Brief » Copy out all of the data below in full, requests included, but multiply every coordinate in the answers by 0.3 and round each result to a whole number, with halves rounded up. Keep all numbers in the requests, including their format samples, as they are.

--- START OF Record extracts ---

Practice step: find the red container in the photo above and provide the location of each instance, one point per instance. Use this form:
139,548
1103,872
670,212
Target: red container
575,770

--- END OF Record extracts ---

Output of the task »
Practice step: find the red container in the photo above and provide the location of each instance, one point per instance. Use this form:
139,548
1103,872
670,212
Target: red container
173,231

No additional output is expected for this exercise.